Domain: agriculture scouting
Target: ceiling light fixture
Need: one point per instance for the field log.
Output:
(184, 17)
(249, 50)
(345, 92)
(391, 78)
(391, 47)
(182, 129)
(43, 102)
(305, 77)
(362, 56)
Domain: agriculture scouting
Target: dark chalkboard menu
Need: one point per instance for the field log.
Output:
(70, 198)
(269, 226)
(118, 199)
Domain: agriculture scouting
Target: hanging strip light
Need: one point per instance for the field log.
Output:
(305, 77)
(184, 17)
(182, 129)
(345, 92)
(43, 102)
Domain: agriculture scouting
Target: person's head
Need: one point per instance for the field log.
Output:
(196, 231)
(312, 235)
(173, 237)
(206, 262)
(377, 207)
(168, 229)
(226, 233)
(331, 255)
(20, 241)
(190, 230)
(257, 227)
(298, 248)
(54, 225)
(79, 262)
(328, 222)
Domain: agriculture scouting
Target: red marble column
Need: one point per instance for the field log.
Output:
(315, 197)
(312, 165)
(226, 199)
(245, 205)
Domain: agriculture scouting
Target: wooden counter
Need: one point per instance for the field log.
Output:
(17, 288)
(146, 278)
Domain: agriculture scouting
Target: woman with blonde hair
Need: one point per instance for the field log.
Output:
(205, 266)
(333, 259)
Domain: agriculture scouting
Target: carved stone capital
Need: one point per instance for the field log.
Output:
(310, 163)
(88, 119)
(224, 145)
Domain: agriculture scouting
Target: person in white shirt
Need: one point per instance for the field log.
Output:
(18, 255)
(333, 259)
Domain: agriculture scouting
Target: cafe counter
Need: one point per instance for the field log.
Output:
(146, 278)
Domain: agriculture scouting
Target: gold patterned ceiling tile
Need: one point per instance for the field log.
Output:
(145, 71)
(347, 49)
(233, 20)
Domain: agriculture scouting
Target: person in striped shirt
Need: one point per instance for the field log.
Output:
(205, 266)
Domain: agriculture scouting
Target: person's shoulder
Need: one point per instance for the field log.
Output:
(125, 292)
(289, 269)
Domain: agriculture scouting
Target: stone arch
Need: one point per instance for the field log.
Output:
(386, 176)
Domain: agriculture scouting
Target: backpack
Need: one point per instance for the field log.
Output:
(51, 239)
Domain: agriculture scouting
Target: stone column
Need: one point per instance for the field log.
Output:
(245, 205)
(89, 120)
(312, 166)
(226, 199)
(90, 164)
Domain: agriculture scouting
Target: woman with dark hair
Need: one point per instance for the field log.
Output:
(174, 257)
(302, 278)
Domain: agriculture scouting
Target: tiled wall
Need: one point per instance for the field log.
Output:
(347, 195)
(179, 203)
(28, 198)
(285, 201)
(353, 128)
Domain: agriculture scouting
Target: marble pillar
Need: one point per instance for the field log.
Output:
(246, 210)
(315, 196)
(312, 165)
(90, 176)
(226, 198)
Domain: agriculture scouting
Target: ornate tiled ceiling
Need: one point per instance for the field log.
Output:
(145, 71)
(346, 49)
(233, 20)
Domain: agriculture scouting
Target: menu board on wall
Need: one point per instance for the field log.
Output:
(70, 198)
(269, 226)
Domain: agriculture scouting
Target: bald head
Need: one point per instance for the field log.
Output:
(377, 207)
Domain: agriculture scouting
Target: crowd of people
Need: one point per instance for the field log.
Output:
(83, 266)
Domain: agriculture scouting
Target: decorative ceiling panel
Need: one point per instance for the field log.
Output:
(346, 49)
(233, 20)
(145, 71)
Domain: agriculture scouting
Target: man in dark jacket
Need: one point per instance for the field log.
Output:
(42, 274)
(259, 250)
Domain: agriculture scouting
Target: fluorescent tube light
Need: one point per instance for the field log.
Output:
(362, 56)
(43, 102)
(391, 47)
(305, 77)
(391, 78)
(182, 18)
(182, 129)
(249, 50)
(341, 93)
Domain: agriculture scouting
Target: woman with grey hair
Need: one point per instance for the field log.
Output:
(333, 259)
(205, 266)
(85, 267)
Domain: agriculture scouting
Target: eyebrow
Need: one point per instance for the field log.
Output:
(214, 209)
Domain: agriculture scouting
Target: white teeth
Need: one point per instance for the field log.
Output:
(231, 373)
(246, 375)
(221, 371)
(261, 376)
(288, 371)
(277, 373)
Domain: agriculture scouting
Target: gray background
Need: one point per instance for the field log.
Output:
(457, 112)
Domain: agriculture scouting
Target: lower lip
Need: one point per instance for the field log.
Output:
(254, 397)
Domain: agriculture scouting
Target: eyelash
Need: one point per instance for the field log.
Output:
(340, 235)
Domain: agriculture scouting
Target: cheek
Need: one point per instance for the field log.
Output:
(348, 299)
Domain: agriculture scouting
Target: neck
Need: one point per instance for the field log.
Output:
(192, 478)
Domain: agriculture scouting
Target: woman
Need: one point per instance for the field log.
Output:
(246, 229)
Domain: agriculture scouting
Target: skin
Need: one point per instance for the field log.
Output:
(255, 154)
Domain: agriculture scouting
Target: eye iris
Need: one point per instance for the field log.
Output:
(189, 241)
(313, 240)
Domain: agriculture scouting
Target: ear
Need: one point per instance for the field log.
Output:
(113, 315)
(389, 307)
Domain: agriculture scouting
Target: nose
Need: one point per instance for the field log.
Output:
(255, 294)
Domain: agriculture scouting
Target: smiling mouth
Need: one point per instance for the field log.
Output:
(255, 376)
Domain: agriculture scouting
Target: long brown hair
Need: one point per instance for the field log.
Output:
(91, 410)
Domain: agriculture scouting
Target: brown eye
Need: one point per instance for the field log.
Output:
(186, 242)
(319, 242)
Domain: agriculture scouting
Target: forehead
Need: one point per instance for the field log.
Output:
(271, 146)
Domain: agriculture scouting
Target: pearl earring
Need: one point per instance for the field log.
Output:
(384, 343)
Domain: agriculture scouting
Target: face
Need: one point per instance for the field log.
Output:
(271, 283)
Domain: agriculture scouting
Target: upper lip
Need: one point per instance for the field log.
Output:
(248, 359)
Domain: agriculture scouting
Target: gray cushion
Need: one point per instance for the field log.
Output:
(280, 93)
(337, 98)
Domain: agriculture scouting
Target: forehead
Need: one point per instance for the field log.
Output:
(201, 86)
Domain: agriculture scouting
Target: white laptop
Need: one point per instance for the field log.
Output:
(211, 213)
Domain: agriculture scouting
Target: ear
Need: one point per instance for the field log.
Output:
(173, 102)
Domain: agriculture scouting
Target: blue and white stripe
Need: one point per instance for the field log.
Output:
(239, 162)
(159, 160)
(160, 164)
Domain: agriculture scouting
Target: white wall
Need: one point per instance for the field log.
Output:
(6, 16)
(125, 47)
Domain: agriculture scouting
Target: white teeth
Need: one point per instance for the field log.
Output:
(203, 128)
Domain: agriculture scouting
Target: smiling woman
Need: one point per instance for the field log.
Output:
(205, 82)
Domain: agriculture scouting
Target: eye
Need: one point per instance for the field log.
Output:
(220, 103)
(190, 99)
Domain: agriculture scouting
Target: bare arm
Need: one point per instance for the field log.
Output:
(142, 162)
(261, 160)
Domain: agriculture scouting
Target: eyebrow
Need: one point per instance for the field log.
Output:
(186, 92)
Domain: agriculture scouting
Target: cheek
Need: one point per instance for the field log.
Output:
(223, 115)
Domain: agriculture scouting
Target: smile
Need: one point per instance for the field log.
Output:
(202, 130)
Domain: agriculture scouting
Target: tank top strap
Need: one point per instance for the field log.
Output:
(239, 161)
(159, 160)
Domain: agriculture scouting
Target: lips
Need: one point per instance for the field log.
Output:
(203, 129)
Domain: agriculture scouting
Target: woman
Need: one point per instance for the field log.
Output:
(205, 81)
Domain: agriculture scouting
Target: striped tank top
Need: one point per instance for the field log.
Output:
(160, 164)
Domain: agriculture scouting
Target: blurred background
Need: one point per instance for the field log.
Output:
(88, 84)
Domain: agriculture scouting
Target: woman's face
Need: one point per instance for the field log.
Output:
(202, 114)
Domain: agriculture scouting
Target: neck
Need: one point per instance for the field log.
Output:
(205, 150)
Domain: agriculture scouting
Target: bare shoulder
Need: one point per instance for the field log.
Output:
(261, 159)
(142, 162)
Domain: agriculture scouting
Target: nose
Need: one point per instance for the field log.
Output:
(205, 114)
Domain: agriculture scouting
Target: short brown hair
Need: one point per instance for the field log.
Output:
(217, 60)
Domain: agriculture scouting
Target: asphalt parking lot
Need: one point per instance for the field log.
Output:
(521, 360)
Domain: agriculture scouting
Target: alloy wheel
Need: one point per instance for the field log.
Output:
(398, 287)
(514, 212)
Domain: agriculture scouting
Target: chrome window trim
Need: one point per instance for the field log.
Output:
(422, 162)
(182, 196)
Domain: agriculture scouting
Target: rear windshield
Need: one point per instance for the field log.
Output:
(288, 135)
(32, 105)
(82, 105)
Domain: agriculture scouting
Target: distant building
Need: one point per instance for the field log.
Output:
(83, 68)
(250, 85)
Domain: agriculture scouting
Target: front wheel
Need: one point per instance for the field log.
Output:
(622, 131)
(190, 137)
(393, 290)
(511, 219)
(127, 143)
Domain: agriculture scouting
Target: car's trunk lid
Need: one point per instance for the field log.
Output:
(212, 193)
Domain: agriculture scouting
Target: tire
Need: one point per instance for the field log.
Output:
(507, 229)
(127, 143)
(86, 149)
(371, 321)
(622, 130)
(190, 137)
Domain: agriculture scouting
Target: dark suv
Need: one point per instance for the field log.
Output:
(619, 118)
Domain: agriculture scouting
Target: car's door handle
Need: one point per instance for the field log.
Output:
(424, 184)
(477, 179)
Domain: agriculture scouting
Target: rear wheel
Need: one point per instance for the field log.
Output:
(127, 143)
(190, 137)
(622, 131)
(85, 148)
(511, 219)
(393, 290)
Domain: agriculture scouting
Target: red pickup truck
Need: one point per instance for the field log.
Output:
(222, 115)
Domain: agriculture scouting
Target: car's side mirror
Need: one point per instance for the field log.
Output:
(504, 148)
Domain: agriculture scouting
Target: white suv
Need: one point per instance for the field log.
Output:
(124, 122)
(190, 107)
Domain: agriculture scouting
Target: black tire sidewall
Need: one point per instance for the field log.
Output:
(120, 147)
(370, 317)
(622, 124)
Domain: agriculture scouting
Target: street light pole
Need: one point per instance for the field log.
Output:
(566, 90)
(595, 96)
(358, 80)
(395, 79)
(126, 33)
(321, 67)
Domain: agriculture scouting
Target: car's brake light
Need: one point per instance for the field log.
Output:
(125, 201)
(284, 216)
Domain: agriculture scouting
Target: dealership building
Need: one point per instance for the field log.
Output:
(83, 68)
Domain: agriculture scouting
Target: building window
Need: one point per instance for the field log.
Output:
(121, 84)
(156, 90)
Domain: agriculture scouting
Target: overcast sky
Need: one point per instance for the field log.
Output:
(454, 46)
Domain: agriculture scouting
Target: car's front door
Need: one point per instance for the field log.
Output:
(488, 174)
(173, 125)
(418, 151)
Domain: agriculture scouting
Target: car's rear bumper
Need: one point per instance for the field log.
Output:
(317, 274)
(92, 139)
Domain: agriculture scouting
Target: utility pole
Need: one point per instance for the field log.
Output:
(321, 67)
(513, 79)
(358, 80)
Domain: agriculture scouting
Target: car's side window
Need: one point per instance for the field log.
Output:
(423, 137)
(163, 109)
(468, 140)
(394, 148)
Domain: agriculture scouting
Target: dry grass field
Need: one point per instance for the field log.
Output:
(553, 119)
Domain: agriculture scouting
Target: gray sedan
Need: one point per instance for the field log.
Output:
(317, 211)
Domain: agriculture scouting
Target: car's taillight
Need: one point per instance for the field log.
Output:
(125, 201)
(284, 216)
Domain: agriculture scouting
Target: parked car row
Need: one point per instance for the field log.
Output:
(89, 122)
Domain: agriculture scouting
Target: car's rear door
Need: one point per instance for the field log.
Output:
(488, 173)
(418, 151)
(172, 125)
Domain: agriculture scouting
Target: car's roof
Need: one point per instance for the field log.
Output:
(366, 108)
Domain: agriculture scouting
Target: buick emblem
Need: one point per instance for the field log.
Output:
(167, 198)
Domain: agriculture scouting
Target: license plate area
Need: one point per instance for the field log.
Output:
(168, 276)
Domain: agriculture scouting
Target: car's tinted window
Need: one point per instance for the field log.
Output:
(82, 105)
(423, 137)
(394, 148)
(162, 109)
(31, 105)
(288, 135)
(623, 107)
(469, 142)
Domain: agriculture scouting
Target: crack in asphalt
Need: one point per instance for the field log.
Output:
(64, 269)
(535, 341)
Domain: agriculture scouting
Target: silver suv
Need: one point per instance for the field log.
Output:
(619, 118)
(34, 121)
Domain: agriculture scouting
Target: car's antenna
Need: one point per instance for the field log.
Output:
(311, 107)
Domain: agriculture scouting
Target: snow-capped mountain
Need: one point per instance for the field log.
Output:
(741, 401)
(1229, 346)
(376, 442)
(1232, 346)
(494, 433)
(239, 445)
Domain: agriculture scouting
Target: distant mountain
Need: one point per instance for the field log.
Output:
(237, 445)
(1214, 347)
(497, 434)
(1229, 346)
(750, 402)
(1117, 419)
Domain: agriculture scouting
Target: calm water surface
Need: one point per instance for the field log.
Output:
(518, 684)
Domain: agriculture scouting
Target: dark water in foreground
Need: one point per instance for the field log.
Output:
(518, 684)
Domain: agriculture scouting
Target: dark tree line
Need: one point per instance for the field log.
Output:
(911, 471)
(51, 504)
════════════════
• **PROMPT**
Throughout the material above, report each line holding the word "shoulder".

• **EXPECTED OUTPUT**
Target: person's shoulder
Target: bare shoulder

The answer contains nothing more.